-------- EXCERPTED TEXT --------

# Adding a ranking profile to Vespa 

### Adding fields
Here we need to add the fields that are necissary for the ranking function. So here we add "body_lengt" becuse we want to evaluate the document based on the length. Not very smart, but it is just an illustration.

In [2]:
from vespa.package import Document, Field

document = Document(
    fields=[
        Field(name = "id", type = "string", indexing = ["attribute", "summary"]),
        Field(name = "title", type = "string", indexing = ["index", "summary"], index = "enable-bm25"),
        Field(name = "body", type = "string", indexing = ["index", "summary"], index = "enable-bm25"),
        Field(name = "body_length", type = "int", indexing = ["attribute", "summary"] )
    ]
)


In [3]:
from vespa.package import Schema, FieldSet, RankProfile

msmarco_schema = Schema(
    name = "msmarco",
    document = document,
    fieldsets = [FieldSet(name = "default", fields = ["title", "body"])],
    rank_profiles = [RankProfile(name = "default", first_phase = "nativeRank(title, body)")]
)

In [4]:
from vespa.package import ApplicationPackage

app_package = ApplicationPackage(name = "msmarco", schema=msmarco_schema)


In [5]:
from vespa.package import VespaCloud

            #C:\Users\User\OneDrive - NTNU\NTNU\Prosjekt oppgave NLP
path_key = "C:\\Users\\User\\OneDrive - NTNU\\NTNU\\Prosjekt oppgave NLP\\Cloud_test\\"
file = "andre.olaisen.tmartins-ntnu.pem"


# App name in Cloud
app_name = "andre-test-loud"
vespa_cloud = VespaCloud(
    tenant="tmartins-ntnu",
    application=app_name,
    key_location=path_key + file,
    application_package=app_package
)

In [6]:
name = "sample_application"

path_key = "C:\\Users\\User\\OneDrive - NTNU\\NTNU\\Prosjekt oppgave NLP\\Cloud_test\\"

-------- DATA LISTING --------

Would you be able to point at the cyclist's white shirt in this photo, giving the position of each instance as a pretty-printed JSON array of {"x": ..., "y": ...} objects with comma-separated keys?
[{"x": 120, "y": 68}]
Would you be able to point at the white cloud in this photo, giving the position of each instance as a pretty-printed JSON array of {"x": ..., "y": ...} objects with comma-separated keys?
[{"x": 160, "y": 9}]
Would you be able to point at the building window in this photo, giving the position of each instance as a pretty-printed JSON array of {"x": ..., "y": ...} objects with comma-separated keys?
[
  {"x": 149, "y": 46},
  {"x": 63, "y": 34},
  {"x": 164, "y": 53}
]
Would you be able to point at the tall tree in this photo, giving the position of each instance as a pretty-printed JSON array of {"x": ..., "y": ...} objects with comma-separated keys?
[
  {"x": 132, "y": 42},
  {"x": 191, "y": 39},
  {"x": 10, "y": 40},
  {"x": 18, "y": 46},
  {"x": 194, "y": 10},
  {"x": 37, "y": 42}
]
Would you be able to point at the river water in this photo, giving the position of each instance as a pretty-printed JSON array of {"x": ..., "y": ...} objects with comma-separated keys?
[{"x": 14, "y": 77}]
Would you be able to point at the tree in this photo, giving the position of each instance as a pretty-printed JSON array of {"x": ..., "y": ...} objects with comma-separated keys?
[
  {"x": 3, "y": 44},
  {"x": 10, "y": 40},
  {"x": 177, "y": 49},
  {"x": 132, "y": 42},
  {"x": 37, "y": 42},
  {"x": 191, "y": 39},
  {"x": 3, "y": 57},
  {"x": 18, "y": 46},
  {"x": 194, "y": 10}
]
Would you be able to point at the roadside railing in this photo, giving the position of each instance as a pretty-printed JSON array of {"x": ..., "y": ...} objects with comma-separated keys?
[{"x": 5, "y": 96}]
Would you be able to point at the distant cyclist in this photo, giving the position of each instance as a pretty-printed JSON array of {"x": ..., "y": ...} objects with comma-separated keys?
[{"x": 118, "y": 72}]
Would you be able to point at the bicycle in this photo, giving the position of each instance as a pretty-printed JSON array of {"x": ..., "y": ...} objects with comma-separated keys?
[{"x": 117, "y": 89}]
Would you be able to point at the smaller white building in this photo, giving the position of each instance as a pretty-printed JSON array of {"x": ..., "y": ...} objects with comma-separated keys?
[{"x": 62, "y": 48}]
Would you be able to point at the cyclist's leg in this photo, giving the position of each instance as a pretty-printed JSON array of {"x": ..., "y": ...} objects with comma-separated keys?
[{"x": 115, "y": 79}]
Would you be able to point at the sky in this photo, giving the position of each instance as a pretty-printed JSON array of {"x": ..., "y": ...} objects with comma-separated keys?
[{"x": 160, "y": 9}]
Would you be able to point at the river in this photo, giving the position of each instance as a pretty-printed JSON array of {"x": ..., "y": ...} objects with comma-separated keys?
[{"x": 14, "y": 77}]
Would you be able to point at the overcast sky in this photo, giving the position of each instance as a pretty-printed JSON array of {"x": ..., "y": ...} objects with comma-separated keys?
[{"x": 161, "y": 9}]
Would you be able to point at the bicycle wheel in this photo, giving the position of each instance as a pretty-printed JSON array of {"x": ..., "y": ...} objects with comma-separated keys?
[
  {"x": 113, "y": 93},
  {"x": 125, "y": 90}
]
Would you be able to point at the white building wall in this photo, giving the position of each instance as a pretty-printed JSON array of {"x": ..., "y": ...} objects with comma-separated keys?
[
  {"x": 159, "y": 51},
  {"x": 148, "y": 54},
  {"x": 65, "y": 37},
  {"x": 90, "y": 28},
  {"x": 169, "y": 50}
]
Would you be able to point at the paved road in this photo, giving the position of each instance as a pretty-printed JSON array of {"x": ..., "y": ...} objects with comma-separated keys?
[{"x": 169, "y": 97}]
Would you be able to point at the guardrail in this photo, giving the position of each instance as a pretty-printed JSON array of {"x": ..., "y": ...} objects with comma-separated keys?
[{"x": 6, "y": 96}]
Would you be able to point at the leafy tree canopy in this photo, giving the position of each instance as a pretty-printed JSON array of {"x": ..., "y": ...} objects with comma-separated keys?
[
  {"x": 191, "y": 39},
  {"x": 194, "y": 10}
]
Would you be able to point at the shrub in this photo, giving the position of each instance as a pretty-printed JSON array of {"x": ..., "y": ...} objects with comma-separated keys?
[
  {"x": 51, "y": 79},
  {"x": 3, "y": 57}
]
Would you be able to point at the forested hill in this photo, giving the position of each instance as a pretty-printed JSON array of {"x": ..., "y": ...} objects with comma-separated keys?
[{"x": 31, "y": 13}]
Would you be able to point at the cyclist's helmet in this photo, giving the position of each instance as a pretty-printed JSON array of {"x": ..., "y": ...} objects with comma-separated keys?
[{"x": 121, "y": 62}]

--------

» EXERCISE SET:
A – For each statement, say yes or no to whether the Vespa notebook supports it, and quote the exact words that decide it. (i) The schema is given the name msmarco. (ii) The body_length field is declared with the type string. (iii) The default rank profile's first phase uses nativeRank on the title and body.
B – Count the lines of the listing that contain the string "paved", treating case as significant, and reply with the number alone.
The listing has no connection to the Vespa notebook.

» FINAL RESULTS:
A –
(i) Yes: name = "msmarco"
(ii) No: Field(name = "body_length", type = "int"
(iii) Yes: first_phase = "nativeRank(title, body)"

B – 1